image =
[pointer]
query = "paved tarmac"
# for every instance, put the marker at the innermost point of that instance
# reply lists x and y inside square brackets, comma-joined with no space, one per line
====
> What to produce: Rewrite the lines with "paved tarmac" swapped for "asphalt road", leaving everything else as it is.

> Written response:
image =
[pointer]
query = "asphalt road"
# for every instance, put the marker at the innermost point of that instance
# reply lists x and y inside square brackets, comma-joined with no space, one per line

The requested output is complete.